(Collected data)
================

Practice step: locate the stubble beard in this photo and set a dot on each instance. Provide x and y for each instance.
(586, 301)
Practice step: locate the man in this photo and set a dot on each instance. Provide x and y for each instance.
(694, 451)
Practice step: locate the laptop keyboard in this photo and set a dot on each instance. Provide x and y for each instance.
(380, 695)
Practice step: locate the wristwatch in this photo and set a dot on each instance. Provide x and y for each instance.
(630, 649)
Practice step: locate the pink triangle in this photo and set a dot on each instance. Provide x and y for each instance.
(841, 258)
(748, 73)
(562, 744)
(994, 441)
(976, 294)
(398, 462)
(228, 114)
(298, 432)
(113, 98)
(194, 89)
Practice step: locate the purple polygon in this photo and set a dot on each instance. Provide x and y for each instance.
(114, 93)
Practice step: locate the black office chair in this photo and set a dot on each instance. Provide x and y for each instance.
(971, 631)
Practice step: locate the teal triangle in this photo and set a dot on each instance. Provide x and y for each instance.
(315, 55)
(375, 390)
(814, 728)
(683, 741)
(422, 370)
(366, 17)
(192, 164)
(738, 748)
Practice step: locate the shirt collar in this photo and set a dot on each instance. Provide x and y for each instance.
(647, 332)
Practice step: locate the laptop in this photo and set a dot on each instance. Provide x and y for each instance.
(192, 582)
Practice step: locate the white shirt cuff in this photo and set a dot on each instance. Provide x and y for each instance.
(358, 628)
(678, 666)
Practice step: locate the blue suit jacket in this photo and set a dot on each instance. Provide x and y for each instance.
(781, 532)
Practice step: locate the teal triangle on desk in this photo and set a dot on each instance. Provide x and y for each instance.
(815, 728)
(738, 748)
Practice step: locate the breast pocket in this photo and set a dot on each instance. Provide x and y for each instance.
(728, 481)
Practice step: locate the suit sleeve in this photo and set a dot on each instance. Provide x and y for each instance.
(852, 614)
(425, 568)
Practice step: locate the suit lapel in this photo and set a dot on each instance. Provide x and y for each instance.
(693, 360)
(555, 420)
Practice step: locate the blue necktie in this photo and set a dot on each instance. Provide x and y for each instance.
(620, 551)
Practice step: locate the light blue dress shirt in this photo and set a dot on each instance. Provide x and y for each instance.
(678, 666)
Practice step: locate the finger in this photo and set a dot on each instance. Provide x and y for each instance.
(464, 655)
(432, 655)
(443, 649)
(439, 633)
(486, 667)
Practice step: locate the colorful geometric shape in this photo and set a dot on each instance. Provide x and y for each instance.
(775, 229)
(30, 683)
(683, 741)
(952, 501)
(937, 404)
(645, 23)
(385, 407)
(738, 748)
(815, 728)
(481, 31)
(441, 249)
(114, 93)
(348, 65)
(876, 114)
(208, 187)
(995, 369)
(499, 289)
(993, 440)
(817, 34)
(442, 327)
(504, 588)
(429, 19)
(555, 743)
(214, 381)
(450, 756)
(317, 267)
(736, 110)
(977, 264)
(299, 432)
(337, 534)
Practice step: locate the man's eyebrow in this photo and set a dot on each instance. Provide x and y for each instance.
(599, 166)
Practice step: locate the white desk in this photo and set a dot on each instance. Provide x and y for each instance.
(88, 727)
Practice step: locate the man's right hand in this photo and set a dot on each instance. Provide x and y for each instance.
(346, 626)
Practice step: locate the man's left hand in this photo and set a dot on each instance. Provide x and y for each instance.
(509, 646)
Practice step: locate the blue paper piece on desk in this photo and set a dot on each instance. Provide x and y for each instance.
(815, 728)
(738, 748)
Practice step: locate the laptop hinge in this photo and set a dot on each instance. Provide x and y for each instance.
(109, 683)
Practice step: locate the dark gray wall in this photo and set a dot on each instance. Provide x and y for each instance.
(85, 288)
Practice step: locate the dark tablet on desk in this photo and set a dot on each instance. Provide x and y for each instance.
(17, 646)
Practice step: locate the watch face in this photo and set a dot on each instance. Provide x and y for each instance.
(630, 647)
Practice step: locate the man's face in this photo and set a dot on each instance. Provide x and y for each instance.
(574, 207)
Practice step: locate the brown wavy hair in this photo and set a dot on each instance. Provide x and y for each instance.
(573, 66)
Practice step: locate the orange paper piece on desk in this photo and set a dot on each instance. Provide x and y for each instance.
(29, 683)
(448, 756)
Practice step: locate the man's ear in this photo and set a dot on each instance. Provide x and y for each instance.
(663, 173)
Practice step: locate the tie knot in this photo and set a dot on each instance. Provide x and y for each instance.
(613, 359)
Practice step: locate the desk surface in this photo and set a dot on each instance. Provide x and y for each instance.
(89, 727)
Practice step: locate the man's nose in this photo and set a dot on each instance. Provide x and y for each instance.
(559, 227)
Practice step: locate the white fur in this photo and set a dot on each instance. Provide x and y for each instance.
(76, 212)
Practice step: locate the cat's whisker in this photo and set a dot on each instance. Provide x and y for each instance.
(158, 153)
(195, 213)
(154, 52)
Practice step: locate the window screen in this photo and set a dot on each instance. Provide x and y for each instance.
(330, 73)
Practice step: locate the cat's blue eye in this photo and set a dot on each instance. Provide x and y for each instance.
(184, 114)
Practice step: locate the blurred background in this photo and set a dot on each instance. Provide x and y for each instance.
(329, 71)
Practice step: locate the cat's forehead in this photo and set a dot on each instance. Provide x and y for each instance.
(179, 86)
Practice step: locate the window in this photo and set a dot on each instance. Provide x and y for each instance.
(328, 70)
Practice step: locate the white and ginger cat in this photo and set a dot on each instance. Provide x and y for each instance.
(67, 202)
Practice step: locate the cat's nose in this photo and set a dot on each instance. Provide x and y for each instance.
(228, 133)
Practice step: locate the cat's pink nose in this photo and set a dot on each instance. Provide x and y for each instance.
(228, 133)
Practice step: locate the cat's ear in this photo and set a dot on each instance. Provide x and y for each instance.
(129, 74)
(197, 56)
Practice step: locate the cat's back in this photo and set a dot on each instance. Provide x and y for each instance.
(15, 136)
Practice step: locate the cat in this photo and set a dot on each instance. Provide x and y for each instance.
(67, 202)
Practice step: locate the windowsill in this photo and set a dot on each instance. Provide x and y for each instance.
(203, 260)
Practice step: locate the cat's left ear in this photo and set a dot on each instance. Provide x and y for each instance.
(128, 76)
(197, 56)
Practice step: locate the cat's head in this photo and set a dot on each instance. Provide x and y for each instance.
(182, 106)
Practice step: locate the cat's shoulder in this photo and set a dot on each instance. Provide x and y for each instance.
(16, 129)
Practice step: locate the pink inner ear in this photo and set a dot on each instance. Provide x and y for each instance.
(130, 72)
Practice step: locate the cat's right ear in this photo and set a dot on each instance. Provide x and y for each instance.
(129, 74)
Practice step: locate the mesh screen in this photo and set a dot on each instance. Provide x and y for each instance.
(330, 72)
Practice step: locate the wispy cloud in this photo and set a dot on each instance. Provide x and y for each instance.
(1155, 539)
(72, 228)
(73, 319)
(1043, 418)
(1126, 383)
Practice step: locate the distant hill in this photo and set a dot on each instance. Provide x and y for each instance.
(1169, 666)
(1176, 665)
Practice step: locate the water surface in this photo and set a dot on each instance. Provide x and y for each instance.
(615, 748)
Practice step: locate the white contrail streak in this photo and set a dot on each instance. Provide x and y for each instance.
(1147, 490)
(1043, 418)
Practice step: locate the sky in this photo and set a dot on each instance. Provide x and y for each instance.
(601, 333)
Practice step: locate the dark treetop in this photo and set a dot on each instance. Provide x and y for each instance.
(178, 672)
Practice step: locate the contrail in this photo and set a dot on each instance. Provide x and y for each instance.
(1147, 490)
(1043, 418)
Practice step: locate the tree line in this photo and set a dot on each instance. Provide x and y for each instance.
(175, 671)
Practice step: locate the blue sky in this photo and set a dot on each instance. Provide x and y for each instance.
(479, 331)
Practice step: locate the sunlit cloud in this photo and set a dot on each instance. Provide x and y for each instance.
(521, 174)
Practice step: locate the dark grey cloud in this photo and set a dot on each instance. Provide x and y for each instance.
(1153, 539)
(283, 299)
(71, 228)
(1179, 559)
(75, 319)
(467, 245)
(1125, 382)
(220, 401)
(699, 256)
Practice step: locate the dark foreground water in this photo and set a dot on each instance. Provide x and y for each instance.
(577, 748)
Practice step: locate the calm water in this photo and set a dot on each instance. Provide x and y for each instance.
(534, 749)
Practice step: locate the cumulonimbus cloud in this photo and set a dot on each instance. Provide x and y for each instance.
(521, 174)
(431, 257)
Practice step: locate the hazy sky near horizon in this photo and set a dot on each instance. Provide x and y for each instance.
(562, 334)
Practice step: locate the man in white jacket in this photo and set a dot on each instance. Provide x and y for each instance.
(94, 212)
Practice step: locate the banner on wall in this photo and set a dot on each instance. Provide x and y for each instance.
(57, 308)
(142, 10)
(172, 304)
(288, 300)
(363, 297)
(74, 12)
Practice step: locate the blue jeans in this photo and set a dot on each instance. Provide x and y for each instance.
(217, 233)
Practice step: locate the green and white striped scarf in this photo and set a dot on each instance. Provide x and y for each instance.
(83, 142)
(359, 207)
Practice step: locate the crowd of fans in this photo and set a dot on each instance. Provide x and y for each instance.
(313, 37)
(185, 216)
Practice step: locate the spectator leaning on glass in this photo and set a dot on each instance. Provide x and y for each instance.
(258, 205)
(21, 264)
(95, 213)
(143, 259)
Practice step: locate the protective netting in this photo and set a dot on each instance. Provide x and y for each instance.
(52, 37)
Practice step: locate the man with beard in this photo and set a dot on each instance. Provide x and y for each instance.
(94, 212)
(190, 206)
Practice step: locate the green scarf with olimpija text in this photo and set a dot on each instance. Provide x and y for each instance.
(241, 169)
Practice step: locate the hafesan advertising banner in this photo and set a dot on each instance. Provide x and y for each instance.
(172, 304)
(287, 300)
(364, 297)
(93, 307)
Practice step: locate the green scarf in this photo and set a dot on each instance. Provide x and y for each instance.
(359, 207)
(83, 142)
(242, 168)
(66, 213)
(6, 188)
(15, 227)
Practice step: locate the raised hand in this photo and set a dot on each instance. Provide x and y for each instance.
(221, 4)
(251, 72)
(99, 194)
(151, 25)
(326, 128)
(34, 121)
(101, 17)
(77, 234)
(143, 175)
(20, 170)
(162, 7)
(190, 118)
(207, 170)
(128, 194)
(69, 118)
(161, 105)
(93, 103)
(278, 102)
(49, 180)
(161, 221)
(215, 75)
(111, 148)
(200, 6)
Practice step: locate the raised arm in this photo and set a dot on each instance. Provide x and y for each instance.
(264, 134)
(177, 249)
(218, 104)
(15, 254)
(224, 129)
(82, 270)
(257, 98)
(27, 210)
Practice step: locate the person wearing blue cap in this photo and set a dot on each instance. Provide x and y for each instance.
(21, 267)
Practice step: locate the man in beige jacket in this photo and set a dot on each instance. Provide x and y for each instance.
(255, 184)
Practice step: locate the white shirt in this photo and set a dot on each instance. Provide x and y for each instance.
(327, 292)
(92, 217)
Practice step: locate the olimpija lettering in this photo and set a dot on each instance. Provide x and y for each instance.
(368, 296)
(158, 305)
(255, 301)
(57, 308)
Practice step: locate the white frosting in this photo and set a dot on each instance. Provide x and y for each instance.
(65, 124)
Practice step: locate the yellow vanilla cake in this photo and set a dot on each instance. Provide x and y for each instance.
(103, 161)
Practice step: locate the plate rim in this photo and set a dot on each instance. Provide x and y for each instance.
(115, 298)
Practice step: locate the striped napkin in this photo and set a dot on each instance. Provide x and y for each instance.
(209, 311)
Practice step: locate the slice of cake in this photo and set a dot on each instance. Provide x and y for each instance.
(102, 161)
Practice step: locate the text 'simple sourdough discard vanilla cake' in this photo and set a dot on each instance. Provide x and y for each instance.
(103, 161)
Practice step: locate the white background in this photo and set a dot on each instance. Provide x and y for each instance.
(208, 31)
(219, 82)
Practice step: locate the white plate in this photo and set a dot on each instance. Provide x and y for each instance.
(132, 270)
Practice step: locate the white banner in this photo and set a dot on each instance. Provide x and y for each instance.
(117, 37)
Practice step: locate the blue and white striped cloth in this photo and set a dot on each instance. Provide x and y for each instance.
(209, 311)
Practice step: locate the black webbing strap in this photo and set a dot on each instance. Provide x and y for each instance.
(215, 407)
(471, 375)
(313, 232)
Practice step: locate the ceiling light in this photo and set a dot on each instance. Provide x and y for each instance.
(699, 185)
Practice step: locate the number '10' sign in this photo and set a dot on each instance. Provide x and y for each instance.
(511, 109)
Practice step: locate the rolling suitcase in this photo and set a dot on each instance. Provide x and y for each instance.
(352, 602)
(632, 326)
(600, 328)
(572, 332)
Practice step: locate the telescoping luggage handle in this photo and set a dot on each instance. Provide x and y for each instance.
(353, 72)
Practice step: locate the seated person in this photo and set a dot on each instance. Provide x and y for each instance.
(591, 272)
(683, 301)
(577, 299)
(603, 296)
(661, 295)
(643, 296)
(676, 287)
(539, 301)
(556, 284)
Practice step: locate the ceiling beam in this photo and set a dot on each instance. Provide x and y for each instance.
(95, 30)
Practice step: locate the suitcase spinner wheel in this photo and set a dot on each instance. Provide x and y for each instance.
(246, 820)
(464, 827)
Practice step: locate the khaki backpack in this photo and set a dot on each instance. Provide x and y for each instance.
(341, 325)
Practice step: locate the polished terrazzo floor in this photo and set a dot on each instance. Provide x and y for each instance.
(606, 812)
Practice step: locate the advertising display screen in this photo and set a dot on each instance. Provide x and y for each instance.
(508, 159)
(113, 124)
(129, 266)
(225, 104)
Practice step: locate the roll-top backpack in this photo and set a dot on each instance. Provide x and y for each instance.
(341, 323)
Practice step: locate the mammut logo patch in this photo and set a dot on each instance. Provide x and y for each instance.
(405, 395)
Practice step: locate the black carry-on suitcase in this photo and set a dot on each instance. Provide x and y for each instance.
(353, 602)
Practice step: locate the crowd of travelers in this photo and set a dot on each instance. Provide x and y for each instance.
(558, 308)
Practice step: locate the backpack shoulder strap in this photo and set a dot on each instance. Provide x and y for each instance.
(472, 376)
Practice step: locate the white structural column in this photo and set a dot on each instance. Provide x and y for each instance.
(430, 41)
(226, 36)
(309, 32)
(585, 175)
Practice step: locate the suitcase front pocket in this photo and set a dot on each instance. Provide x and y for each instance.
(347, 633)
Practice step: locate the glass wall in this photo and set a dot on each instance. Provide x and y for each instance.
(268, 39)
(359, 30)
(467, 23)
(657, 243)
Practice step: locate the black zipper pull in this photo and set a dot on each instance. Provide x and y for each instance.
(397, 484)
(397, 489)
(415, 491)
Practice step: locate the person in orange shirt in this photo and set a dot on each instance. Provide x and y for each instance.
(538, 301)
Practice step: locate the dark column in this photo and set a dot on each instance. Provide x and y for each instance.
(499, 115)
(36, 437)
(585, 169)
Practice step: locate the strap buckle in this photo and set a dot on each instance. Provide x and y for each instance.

================

DIRECTIVE - Only the lines from the one containing "Practice step: locate the glass" to the end of the data should be printed, exactly as they stand.

FULL OUTPUT -
Practice step: locate the glass wall in this photo and set a dot on each instance. Provide x and y for each instance.
(268, 39)
(359, 30)
(467, 23)
(657, 243)
Practice step: locate the black zipper pull in this photo and set a dot on each instance. Provide x and y for each instance.
(397, 484)
(397, 489)
(415, 491)
Practice step: locate the person in orange shirt in this photo and set a dot on each instance. Provide x and y for each instance.
(538, 301)
Practice step: locate the dark column in this photo and set a dot on each instance. Provide x and y for each instance.
(499, 115)
(36, 437)
(585, 169)
Practice step: locate the strap buckle in this photo and set a dot on each instance. Provide x and y for each instance.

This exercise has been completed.